Requirement >>
Reproduce the records below word for word, keeping every line and its order unchanged.

Entries provided >>

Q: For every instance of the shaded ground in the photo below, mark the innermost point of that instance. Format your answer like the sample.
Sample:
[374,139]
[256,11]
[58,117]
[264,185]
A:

Expected answer >>
Q: For every instance of the shaded ground in the photo below, mark the innermost point of that instance. Format your answer like the sample.
Sample:
[374,139]
[256,11]
[58,117]
[264,185]
A:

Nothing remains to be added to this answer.